13 Dicembre 20207min

Chanukkà: quest’anno le candele siamo noi

חנוכה

di David Di Segni 

 

Nel periodo dell’anno in cui la luce cede precocemente il passo al buio, ecco che una labile fiamma prende forma nelle case degli ebrei di tutto il mondo annunciando l’arrivo di Chanukkà, la festa delle luci. Come tutte le ricorrenze del calendario ebraico, anche questa si basa sul concetto fondamentale del ricordo: commemoriamo un miracolo storico, quello della vittoria dei pochi ebrei contro i numerosi e temuti greci, ed uno religioso legato ad una sola ampolla d’olio che, contro ogni previsione, durò per otto giorni prima di consumarsi. Proprio per questa durata eccezionale, le famiglie ebraiche si riuniscono per accendere delle candele in un’aria d’allegria arricchita da canti tipici e dolci dalle antiche ricette.

Ogni sera viene aggiunta una fiamma in più sulla Chanukkìa, un candelabro a nove braccia apposito per l’occasione, e con essa accresce la gioia ed il calore che la festività porta con sé. Ci si potrebbe chiedere: perché proprio le candele? Tralasciando un’ipotetica risposta religiosa che comprende la spiegazione della vicenda relativa all’ampolla d’olio, le candele, se osservate da vicino, non rappresentano altro che il percorso della vita dell’uomo. Poste l’una dopo l’altra, rappresentano i giorni di vita che si susseguono. Le luci, le nostre anime, sono delineate da uno fioco strato di oscurità, questo perché, la vita così come la morte, sono due facce della stessa medaglia. Non c’è morte senza vita ed è così vero il contrario, che la luce delle candele non è, infatti, mai stabile, ma lotta per sopperire a quella buia presenza che tende a spegnerla. Quel movimento siamo noi, che progettiamo, ideiamo, ed amiamo per mantenere alto quel fuoco vitale che muove il mondo. Sono le nostre emozioni e la nostra voglia di vita che ci fa ballare e che ci permette di non spegnerci, perché finché c’è desiderio di pensare e di creare, sarà difficile porre fine alla fiamma.
___
■ Compito breve:
Prosegui l'articolo su Chanukkà e il significato delle candele, ripartendo subito dopo la sua ultima frase.

■ Contenuto del dataset:
___
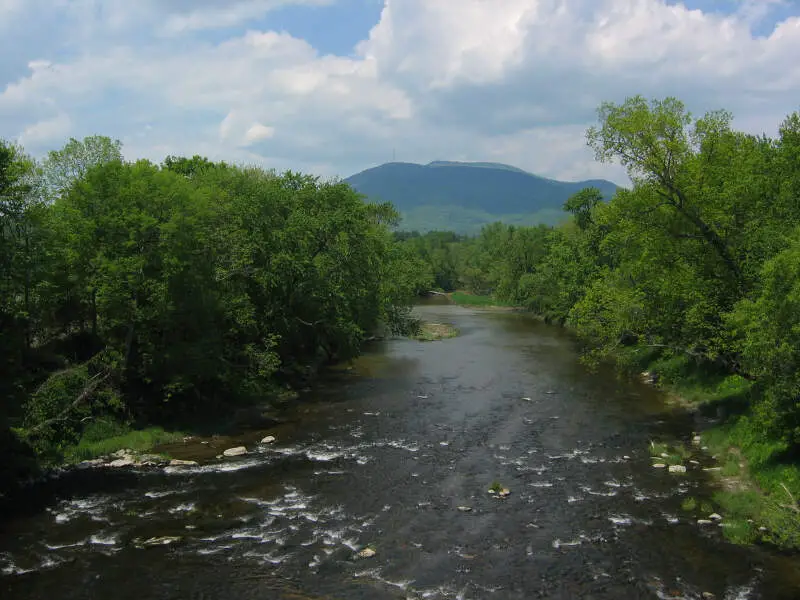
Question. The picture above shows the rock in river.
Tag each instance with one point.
(237, 451)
___
■ Risposta finale:
Tuttavia sarebbe utopistico parlare di luci che brillano in eterno, tutte le candele sono infatti destinate a spegnersi, ma l’essere umano nasce per ripetere, per ricordare, perché fatto di parole. Infatti, la candela che si spenge non cessa d’esistere subito, perché un esile fumo accompagna la sua fine: sono i ricordi, quei ricordi che l’uomo porta con sé per rammentarsi, quel giorno in cui si girerà a guardare tutte le candele che ha spento, l’arduo percorso che ha intrapreso per giungere fino a quel punto. Questo spiegherebbe anche del perché accendiamo le candeline il giorno del nostro compleanno! Insomma, le candele hanno più vita di quanto sembri. Ma nei giorni che tracciano il cammino della nostra vita, ci avviciniamo sempre di più alla fine del viaggio o ci allontaniamo sempre di più dall’inizio della vita?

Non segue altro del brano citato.